■ **EXERCISE INSTRUCTIONS**
1) Reproduce the records verbatim from the line containing "sticking to pan" through the end of the records, including both ends.
2) Carry on the piece about smartphone users' checking habits from the point where it stops.

■ **SUPPLIED PASSAGE**
▼

News flash: smartphone users obsessively check their devices

In a study that could be described as confirming the bleedin’ obvious, Finnish researchers have found that many smartphone users obsessively check their devices for e-mails, social media and news. Really? Seriously? I could have texted that conclusion over to Finland long ago and saved them a lot of time and tax dollars.

Who hasn’t endured the supremely rude experience of chatting happily with a friend whose phone chimes suddenly to life, requiring said friend to instantly interrupt the conversation in mid-sentence because she has to check out the latest cute kitty YouTube video – while you stand there waiting like an idiot with your finger up your nose? Who hasn’t sat, dismayed and annoyed, at the dining room table watching a young relative madly texting from his lap during a family dinner? Who hasn’t been distracted by glowing phone screens popping up in a darkened movie theatre while users check Facebook throughout the film? Can these people not turn their phones off even for two short hours?

Obsessive? I’d say so.

The repetitive and obsessive checking of smartphones for news, e-mail, contacts and social apps is dubbed “checking habits” by the researchers who worked on this study.

▲

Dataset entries
▼

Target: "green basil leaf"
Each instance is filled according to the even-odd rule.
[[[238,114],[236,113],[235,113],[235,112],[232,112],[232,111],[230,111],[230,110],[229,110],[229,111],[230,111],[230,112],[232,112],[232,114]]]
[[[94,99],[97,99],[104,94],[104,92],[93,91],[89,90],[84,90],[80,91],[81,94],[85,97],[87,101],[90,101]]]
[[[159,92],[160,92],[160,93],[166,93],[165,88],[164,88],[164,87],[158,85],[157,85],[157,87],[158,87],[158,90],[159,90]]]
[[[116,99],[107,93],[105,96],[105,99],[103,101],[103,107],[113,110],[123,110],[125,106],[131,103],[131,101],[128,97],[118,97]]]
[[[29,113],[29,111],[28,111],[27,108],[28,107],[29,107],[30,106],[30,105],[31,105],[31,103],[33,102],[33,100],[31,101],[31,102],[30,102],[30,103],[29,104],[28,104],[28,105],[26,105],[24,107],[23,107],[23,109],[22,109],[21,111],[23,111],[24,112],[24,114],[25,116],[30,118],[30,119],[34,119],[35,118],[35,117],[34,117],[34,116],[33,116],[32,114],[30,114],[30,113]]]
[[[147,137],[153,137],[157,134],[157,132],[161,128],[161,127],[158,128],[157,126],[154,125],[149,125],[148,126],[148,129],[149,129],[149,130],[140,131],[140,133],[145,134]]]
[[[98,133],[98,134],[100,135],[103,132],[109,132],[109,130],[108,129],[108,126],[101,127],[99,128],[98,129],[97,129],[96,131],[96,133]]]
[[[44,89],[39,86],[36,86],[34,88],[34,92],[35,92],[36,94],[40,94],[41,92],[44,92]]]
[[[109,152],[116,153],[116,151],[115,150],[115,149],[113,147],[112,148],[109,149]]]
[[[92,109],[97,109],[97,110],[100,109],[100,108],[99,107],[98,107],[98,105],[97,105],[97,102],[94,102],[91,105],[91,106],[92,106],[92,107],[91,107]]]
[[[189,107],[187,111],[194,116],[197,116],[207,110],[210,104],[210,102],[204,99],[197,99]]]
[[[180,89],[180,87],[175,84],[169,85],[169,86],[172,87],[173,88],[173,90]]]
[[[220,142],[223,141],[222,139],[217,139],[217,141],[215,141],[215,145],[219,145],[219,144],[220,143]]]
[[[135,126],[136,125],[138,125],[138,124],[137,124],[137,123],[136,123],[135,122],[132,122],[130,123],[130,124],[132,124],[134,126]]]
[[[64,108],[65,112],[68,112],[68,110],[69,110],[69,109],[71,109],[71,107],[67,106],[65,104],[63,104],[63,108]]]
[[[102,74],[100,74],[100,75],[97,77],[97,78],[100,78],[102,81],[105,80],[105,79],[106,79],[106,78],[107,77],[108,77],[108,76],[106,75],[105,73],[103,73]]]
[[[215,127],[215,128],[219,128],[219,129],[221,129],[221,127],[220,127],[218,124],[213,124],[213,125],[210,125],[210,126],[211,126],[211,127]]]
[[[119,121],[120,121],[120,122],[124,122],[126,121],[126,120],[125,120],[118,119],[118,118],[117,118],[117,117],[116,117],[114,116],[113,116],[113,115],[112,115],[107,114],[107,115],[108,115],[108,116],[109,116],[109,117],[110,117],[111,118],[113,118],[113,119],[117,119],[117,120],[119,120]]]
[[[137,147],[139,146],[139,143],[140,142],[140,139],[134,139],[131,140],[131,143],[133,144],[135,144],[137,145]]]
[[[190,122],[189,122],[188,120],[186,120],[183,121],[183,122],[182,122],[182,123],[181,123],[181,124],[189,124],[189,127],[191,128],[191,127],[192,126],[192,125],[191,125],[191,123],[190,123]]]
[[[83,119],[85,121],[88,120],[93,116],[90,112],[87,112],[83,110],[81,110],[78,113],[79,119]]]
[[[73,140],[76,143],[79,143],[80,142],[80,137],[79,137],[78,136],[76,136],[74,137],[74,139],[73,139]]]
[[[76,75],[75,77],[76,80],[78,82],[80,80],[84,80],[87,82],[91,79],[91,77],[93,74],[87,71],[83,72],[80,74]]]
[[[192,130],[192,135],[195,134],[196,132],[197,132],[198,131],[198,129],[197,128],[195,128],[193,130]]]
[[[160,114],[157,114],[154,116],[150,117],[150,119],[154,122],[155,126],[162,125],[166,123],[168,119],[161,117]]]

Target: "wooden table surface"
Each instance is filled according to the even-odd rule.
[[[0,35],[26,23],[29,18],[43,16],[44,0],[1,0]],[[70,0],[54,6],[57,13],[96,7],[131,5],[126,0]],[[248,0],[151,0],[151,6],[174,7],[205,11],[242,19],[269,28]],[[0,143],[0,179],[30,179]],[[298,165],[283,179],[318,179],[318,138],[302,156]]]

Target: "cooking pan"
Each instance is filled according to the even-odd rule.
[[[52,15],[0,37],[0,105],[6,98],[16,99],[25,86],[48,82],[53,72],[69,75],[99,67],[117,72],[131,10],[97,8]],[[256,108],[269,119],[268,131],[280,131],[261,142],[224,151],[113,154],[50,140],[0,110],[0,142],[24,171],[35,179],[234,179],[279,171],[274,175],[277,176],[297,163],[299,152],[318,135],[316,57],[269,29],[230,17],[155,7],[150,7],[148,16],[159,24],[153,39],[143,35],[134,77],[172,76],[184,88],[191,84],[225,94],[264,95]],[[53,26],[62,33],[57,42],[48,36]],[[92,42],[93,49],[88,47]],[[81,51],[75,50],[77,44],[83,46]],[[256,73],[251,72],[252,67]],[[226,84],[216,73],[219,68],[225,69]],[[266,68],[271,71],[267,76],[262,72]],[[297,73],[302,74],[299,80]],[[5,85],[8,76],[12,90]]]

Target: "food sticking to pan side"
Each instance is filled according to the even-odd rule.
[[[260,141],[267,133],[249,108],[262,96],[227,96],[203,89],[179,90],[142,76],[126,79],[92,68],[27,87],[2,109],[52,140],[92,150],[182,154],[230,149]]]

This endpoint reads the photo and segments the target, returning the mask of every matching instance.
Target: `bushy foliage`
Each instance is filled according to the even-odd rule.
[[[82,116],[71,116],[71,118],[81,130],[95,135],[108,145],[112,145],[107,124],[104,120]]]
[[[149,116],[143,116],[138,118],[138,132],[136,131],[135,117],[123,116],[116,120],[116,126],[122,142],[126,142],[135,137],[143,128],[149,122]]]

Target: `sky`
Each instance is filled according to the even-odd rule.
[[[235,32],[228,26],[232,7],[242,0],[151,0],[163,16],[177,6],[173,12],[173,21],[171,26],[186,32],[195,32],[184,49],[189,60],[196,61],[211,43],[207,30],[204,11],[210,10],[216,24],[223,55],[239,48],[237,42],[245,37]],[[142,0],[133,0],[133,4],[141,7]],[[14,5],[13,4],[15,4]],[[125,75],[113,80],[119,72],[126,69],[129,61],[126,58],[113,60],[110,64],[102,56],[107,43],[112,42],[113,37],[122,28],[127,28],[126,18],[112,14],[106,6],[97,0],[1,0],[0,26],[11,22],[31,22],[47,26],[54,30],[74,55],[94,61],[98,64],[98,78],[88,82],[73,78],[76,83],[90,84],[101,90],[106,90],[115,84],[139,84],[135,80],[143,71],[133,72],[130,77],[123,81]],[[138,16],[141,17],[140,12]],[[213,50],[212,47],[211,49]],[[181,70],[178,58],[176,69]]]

▲

■ **EXPECTED ANSWERS**
1)
Target: "food sticking to pan side"
Each instance is filled according to the even-odd rule.
[[[260,141],[267,133],[249,108],[262,96],[227,96],[203,89],[179,90],[142,76],[126,79],[92,68],[27,87],[2,109],[52,140],[92,150],[182,154],[230,149]]]

This endpoint reads the photo and segments the target, returning the mask of every matching instance.
Target: `bushy foliage`
Each instance is filled according to the even-odd rule.
[[[82,116],[71,116],[71,118],[81,130],[95,135],[108,145],[112,145],[107,124],[104,120]]]
[[[149,116],[143,116],[138,118],[138,132],[136,131],[135,117],[123,116],[116,120],[116,126],[122,142],[126,142],[135,137],[143,128],[149,122]]]

Target: `sky`
Each instance is filled according to the even-odd rule.
[[[235,32],[228,26],[232,7],[242,0],[151,0],[163,16],[177,6],[173,12],[173,21],[171,26],[186,32],[195,32],[184,49],[189,60],[196,61],[211,43],[207,30],[204,11],[210,10],[216,24],[223,55],[239,48],[237,42],[245,37]],[[142,0],[133,0],[133,4],[141,7]],[[14,5],[13,4],[15,4]],[[125,75],[113,80],[119,72],[126,69],[129,61],[126,58],[113,60],[110,64],[102,56],[107,43],[112,42],[113,37],[122,28],[127,28],[126,18],[112,14],[106,6],[97,0],[1,0],[0,26],[11,22],[31,22],[47,26],[54,30],[74,55],[94,61],[98,64],[98,78],[88,82],[73,78],[76,83],[90,84],[101,90],[106,90],[115,84],[139,84],[135,80],[143,71],[133,72],[130,77],[123,81]],[[138,16],[141,17],[140,12]],[[213,50],[212,47],[211,49]],[[181,70],[178,58],[176,69]]]

2)
Researchers were surprised to observe users engaging in checking behaviours throughout their waking hours, and a sizable proportion of smartphone use consists solely of checking. They found a typical checking lasts less than 30 seconds and involves opening the screen lock and accessing a single application. On average, smartphone users will check their phones every 10 minutes, dozens of times a day.

Researchers analyzed the habits of smartphone users in the United States and Finland, and found that checking does not occur randomly, but is triggered by certain contexts such as when commuting or while bored.

Smartphone users themselves did not regard repetitive and obsessive use of their devices as an addiction, but did describe it in terms of “overuse” and as “an annoyance”, the researchers said.

And in an unrelated study of young American mothers commissioned by Parenting Group (publisher of Parenting, Babytalk, Parenting.com, and BlogH) reported recently in Advertising Age, it seems that, across the board, younger moms are passing technology along to their kids at an early age – in fact, 25% of toddlers have used a smartphone.

“But the sweet spots for majority-usage looks like this: mobile phone, age 11; smartphones, age 16; laptop/PC, age 4; digital camera, age 5.”

Overall, the study reported by Ad Age found that nearly three-quarters of these mothers with internet access can’t go a day without it. One in four report letting their kids use a mobile phone by age 2.

“We wonder when the ability to hit the home button, swipe to unlock and find an app will become a recognized developmental milestone — maybe somewhere between walking and multi-word sentences.”

Dr. Antti Oulasvirta, of the Helsinki Institute for Information Technology, said in an Aalto University news release about their smartphone research project.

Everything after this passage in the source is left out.